▸ **Work item**:
Every line below is to be set down again exactly; any image stays out.

▸ **Information supplied**:

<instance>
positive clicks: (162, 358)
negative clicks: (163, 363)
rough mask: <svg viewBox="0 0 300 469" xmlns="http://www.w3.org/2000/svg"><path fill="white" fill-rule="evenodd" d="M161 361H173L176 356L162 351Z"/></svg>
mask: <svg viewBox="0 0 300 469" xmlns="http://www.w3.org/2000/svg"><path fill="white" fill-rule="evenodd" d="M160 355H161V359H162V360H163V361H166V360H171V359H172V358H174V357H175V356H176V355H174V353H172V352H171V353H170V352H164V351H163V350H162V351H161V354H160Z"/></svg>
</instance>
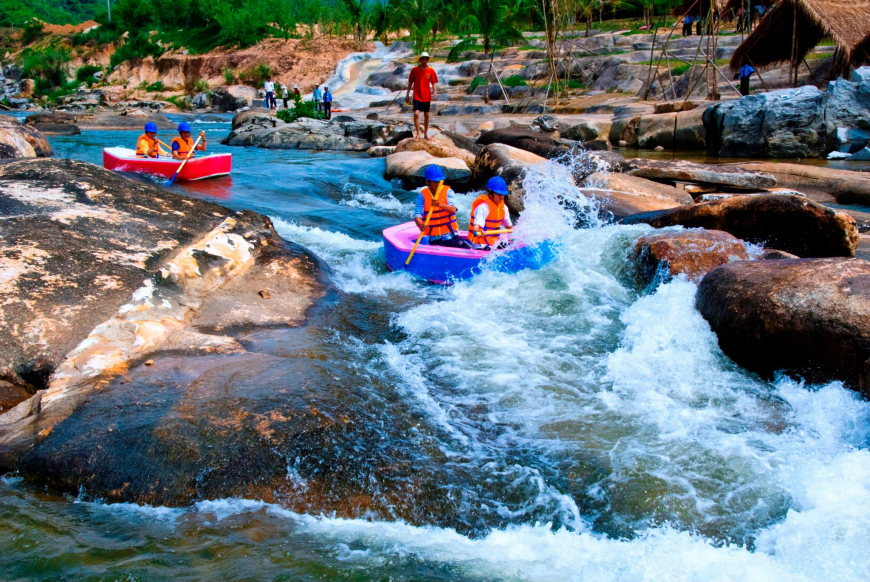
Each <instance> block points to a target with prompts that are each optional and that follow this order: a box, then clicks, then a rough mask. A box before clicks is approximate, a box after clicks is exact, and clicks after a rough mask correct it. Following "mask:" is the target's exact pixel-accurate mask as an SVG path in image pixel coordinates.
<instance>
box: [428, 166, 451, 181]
mask: <svg viewBox="0 0 870 582" xmlns="http://www.w3.org/2000/svg"><path fill="white" fill-rule="evenodd" d="M425 176H426V179H427V180H428V181H430V182H440V181H441V180H446V179H447V176H445V175H444V170H442V169H441V166H436V165H434V164H433V165H431V166H426V174H425Z"/></svg>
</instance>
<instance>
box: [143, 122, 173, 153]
mask: <svg viewBox="0 0 870 582" xmlns="http://www.w3.org/2000/svg"><path fill="white" fill-rule="evenodd" d="M168 153H169V152H167V151H166V150H164V149H163V148H161V147H160V140H158V139H157V124H156V123H154V122H153V121H149V122H148V123H146V124H145V133H143V134H142V135H140V136H139V139H138V140H136V155H137V156H147V157H149V158H156V157H157V156H159V155H163V156H165V155H166V154H168Z"/></svg>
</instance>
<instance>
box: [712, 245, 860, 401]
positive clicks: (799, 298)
mask: <svg viewBox="0 0 870 582" xmlns="http://www.w3.org/2000/svg"><path fill="white" fill-rule="evenodd" d="M695 306H696V307H697V309H698V311H700V312H701V315H703V316H704V318H705V319H706V320H707V321H708V322H709V323H710V327H711V328H712V329H713V331H714V332H716V335H717V336H718V338H719V346H720V347H721V348H722V351H723V352H725V354H726V355H727V356H728V357H730V358H731V359H733V360H734V361H735V362H736V363H738V364H740V365H741V366H743V367H745V368H747V369H749V370H751V371H753V372H756V373H758V374H760V375H762V376H763V377H765V378H771V377H772V376H773V374H774V373H775V372H777V371H780V370H782V371H785V372H786V373H788V374H792V375H796V376H800V377H802V378H805V379H806V380H808V381H810V382H829V381H832V380H840V381H842V382H845V383H846V384H847V385H848V386H851V387H858V386H859V385H860V386H861V388H862V391H863V393H864V395H865V396H870V386H868V384H867V382H866V380H865V379H864V378H865V377H866V376H865V374H866V370H867V367H866V366H867V360H868V358H870V262H867V261H862V260H859V259H839V258H834V259H810V260H808V259H781V260H769V261H749V262H740V263H731V264H728V265H723V266H721V267H719V268H717V269H714V270H713V271H711V272H710V273H708V274H707V276H706V277H704V279H703V280H702V281H701V283H700V285H699V287H698V295H697V298H696V300H695Z"/></svg>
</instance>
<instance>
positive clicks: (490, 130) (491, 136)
mask: <svg viewBox="0 0 870 582" xmlns="http://www.w3.org/2000/svg"><path fill="white" fill-rule="evenodd" d="M477 143H478V144H480V145H482V146H487V145H490V144H494V143H502V144H505V145H509V146H511V147H515V148H519V149H521V150H526V151H527V152H531V153H533V154H535V155H538V156H541V157H544V158H548V159H549V158H555V157H558V156H561V155H563V154H565V153H566V152H568V151H569V149H568V148H566V147H565V146H563V145H562V144H560V143H559V141H558V140H556V139H554V138H552V137H550V135H549V134H547V133H544V132H541V131H535V130H533V129H532V128H530V127H526V126H522V125H511V126H509V127H502V128H498V129H493V130H490V131H487V132H484V133H483V134H481V136H480V137H479V138H477Z"/></svg>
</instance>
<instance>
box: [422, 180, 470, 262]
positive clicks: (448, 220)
mask: <svg viewBox="0 0 870 582" xmlns="http://www.w3.org/2000/svg"><path fill="white" fill-rule="evenodd" d="M425 178H426V185H425V186H423V187H422V188H420V189H419V190H418V192H419V194H418V195H417V201H416V203H415V204H414V223H415V224H416V225H417V228H419V229H420V232H422V233H423V234H424V235H426V236H428V237H429V244H430V245H437V246H442V247H455V248H460V249H470V248H471V243H469V242H468V241H467V240H465V239H463V238H462V237H460V236H459V232H458V231H459V227H458V225H457V223H456V205H455V204H454V203H453V196H454V193H453V190H451V189H450V187H449V186H447V185H446V184H444V180H445V179H446V176H445V175H444V170H442V169H441V167H440V166H435V165H432V166H427V167H426V173H425ZM439 186H440V188H439ZM430 211H431V212H432V215H431V216H430V215H429V212H430ZM426 217H429V225H428V227H427V226H426Z"/></svg>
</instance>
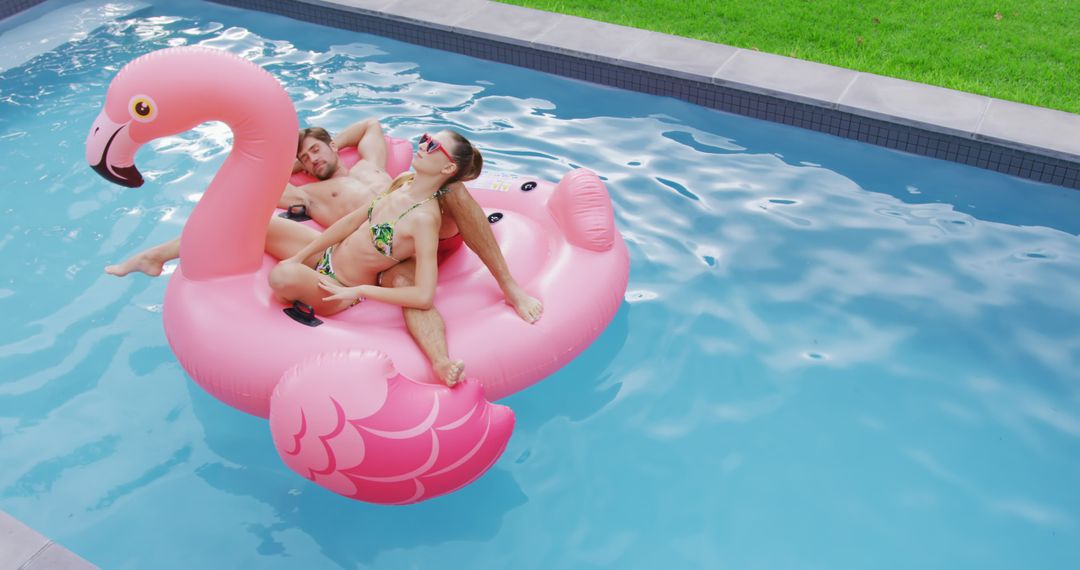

▸ **Exercise result**:
<instance>
positive clicks: (162, 358)
negative clicks: (163, 363)
rough mask: <svg viewBox="0 0 300 469" xmlns="http://www.w3.org/2000/svg"><path fill="white" fill-rule="evenodd" d="M161 361H173L176 356L162 351Z"/></svg>
mask: <svg viewBox="0 0 300 469" xmlns="http://www.w3.org/2000/svg"><path fill="white" fill-rule="evenodd" d="M160 355H161V359H162V360H163V361H166V360H171V359H172V358H174V357H175V356H176V355H174V353H172V352H171V353H170V352H164V351H163V350H162V351H161V354H160Z"/></svg>
</instance>
Each <instance> block points to a target with prompts that are each optional and that follow this order: a box, then clicks, then a rough mask. A box before clicks is approximate, a box after clicks is exact, and clicks after a rough mask correct it. Following "mask:" is the target's exact pixel-accurate mask as an SVG path in image pixel coordinates.
<instance>
box: [428, 166, 451, 181]
mask: <svg viewBox="0 0 870 582" xmlns="http://www.w3.org/2000/svg"><path fill="white" fill-rule="evenodd" d="M425 176H426V179H427V180H428V181H430V182H440V181H441V180H446V179H447V176H445V175H444V170H442V169H441V166H436V165H434V164H433V165H431V166H426V174H425Z"/></svg>
</instance>
<instance>
box: [143, 122, 173, 153]
mask: <svg viewBox="0 0 870 582" xmlns="http://www.w3.org/2000/svg"><path fill="white" fill-rule="evenodd" d="M168 153H169V152H167V151H166V150H164V149H163V148H161V147H160V140H158V139H157V124H156V123H154V122H153V121H149V122H148V123H146V124H145V133H143V134H142V135H140V136H139V139H138V140H136V155H137V156H147V157H149V158H156V157H157V156H159V155H163V156H165V155H166V154H168Z"/></svg>
</instance>
<instance>
box: [712, 245, 860, 401]
positive clicks: (799, 298)
mask: <svg viewBox="0 0 870 582" xmlns="http://www.w3.org/2000/svg"><path fill="white" fill-rule="evenodd" d="M695 306H696V307H697V309H698V311H700V312H701V315H703V316H704V318H705V319H706V320H707V321H708V322H709V323H710V327H711V328H712V329H713V331H714V332H716V335H717V336H718V338H719V346H720V347H721V348H722V351H723V352H725V354H726V355H727V356H728V357H730V358H731V359H733V360H734V361H735V362H736V363H738V364H740V365H741V366H743V367H745V368H747V369H749V370H751V371H753V372H756V373H758V374H760V375H762V376H763V377H765V378H771V377H772V376H773V374H774V373H775V372H777V371H780V370H782V371H785V372H786V373H788V374H792V375H796V376H800V377H802V378H805V379H806V380H808V381H810V382H829V381H832V380H840V381H842V382H845V383H846V384H847V385H848V386H851V387H858V386H859V385H860V386H861V388H862V391H863V393H864V395H865V396H870V386H868V384H867V382H866V380H865V379H864V378H865V377H866V376H865V374H866V370H867V367H866V366H867V360H868V358H870V262H867V261H862V260H859V259H839V258H834V259H810V260H808V259H781V260H769V261H749V262H740V263H731V264H728V265H723V266H721V267H719V268H717V269H714V270H713V271H711V272H710V273H708V274H707V276H706V277H704V279H703V280H702V281H701V283H700V285H699V287H698V295H697V298H696V300H695Z"/></svg>
</instance>
<instance>
positive clicks: (490, 130) (491, 136)
mask: <svg viewBox="0 0 870 582" xmlns="http://www.w3.org/2000/svg"><path fill="white" fill-rule="evenodd" d="M477 143H478V144H480V145H482V146H487V145H490V144H494V143H502V144H505V145H509V146H511V147H515V148H519V149H521V150H526V151H527V152H531V153H533V154H535V155H538V156H541V157H544V158H548V159H549V158H555V157H558V156H561V155H563V154H565V153H566V152H568V151H569V149H568V148H566V147H565V146H563V145H562V144H560V143H559V141H558V140H556V139H554V138H552V137H550V135H549V134H547V133H544V132H541V131H535V130H533V129H532V128H530V127H526V126H522V125H511V126H509V127H502V128H498V129H493V130H490V131H487V132H484V133H483V134H481V136H480V137H479V138H477Z"/></svg>
</instance>
<instance>
box: [422, 180, 470, 262]
positive clicks: (448, 220)
mask: <svg viewBox="0 0 870 582" xmlns="http://www.w3.org/2000/svg"><path fill="white" fill-rule="evenodd" d="M425 178H426V185H425V186H423V187H422V188H420V189H419V190H418V192H419V194H418V195H417V201H416V203H415V204H414V223H415V224H416V225H417V228H419V229H420V232H422V233H423V234H424V235H426V236H428V237H429V244H430V245H437V246H442V247H455V248H460V249H470V248H471V243H469V242H468V241H467V240H465V239H463V238H462V237H460V236H459V232H458V231H459V227H458V225H457V223H456V205H455V204H454V203H453V196H454V193H453V190H451V189H450V187H449V186H447V185H446V184H444V180H445V179H446V176H445V175H444V170H442V169H441V167H440V166H435V165H432V166H427V167H426V173H425ZM439 186H440V188H439ZM430 211H431V212H432V215H431V216H430V215H429V212H430ZM426 217H429V225H428V227H427V226H426Z"/></svg>
</instance>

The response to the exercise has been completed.